### Extrait du texte

━━━━

Le Havre

Le Havre
Titre original:Le Havre
Réalisateur:Aki Kaurismäki
Sortie:Cinéma
Durée:93 minutes
Date:21 décembre 2011
Note:
Le cireur de chaussures Marcel Marx vit avec sa femme Arletty dans un quartier populaire du Havre. Quand Arletty tombe malade et doit partir à l’hôpital, son mari est d’abord inconsolable. Mais la rencontre avec Idrissa, un garçon africain en route pour l’Angleterre qui a échappé à la police française quand celle-ci a découvert son groupe de réfugiés dans un container, lui donne des ailes. Avec le peu de moyens à sa disposition et l’aide de ses amis, le vieil homme va faire tout son possible pour permettre à son locataire clandestin de parvenir jusqu’au bout de son périple.

Critique de Tootpadu

Le retour à la langue française d’Aki Kaurismäki s’opère dans un état de grâce cinématographique. Alors que son dernier film francophone, le lugubre La Vie de bohème, compte parmi les films les plus déprimants que nous ayons vus, ce drame de réfugiés fait pour une fois largement l’impasse sur l’abattement moral qui caractérise la plupart des œuvres du réalisateur finlandais, pour s’aventurer plutôt du côté du conte doux-amer. La misère sociale et existentielle y est toujours bien présente. Mais en dépit de ce contexte précaire, Le Havre respire de cet optimisme rare et précieux que l’on ne trouve que dans les contes les plus sincèrement et les plus modestement édifiants.

━━━━

### Exercices à faire
a) Donnez tous les personnages nommés dans le résumé de la fiche du film Le Havre.
b) Poursuivez la fiche du film Le Havre à partir de sa dernière phrase.
Les données ne servent à rien pour ce travail.

━━━━

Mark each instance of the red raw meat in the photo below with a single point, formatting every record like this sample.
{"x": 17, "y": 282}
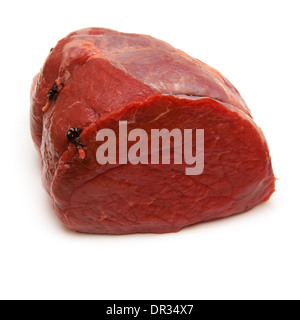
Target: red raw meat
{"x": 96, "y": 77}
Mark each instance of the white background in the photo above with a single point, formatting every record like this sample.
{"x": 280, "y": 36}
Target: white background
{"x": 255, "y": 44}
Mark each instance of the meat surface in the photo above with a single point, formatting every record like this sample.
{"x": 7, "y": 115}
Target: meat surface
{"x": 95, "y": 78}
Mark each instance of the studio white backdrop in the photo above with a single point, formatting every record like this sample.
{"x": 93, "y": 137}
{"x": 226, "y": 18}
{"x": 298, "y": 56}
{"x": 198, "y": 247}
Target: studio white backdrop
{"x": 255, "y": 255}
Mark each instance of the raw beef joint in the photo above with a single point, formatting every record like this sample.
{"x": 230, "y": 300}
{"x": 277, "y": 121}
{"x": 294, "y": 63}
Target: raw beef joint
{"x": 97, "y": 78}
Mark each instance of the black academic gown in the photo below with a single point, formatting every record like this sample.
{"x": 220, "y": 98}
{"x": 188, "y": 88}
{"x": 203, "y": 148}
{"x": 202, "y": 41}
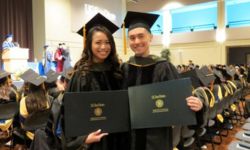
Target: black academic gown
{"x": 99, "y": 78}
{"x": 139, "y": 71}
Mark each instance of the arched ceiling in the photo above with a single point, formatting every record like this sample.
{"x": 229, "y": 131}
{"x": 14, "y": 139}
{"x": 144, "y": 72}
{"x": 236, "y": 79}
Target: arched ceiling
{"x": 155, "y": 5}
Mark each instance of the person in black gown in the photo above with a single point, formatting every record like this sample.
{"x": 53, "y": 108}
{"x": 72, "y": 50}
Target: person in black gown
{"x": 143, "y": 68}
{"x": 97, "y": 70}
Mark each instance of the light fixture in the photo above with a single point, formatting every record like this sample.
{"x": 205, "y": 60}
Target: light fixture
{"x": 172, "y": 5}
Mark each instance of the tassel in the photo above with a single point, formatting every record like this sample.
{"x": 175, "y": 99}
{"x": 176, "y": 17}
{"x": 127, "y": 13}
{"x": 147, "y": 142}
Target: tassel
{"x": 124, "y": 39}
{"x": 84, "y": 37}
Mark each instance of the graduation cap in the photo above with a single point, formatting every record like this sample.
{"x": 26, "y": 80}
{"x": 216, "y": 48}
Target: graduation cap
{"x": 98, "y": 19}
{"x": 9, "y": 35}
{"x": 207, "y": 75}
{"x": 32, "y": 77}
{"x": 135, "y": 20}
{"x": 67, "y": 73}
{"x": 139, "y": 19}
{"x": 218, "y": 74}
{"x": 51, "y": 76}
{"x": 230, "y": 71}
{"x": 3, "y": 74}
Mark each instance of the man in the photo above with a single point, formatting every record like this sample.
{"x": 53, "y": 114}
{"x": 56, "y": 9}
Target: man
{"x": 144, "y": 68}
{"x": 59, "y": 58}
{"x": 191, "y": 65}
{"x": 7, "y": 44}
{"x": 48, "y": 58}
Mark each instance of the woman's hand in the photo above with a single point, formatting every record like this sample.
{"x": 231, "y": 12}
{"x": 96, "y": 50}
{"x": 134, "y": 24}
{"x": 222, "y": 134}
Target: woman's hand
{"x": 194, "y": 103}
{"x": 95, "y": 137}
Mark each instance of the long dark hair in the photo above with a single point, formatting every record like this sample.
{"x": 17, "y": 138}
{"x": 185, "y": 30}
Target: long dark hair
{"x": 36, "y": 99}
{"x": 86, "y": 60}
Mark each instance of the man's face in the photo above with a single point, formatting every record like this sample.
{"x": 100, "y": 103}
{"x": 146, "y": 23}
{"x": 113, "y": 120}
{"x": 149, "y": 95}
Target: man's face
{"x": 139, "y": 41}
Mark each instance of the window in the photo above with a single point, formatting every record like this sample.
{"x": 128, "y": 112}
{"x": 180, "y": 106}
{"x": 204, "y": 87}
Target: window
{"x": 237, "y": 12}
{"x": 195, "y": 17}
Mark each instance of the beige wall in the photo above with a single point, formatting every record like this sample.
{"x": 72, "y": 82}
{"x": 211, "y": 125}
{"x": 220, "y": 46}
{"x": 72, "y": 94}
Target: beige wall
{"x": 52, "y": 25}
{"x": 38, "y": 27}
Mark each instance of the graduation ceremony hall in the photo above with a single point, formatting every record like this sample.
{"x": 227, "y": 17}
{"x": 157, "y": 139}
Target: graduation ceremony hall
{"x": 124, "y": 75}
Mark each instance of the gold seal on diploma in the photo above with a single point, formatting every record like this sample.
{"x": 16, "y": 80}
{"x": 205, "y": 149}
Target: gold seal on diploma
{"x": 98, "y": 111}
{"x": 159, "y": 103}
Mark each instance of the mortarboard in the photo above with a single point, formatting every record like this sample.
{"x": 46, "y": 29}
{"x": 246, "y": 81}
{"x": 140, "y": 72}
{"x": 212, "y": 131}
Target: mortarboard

━━━━

### Réponses
a) Marcel Marx, Arletty, Idrissa

b)
Avant que le récit ne bascule avec un peu trop de complaisance dans le domaine du conte de fées sirupeux au moment de l’épilogue, le ton associe admirablement l’humour pince-sans-rire propre à l’univers d’Aki Kaurismäki à une histoire à la valeur humaine indiscutable. Alors que nous avons déjà vu, par les temps qui courent, de nombreux drames traitant des épreuves de ces nomades pour arriver à bon port – aussi illusoire cet El Dorado soit-il –, l’approche de ce film ne se laisse guère amadouer par la misère qui résulte d’une population en situation de faiblesse, déplacée au gré des bouleversements socio-économiques et des catastrophes naturelles. Le scénario prend bien sûr en compte l’étendue de ce dépouillement de toute dignité et de la menace imaginée qui émane de ce flux humain misérable, qu’il convient d’enrayer avec des comités d’accueil armés jusqu’aux dents. L’urgence inhérente à cette menace, en fonction du point de vue d’être appréhendé par la police des frontières ou bien de laisser des inconnus potentiellement dangereux circuler librement dans cette France qui n’est plus aussi hospitalière que cela, ne réussit cependant jamais à faire obstruction à l’état d’esprit désabusé, voire distant, dont les personnages du réalisateur détiennent le secret.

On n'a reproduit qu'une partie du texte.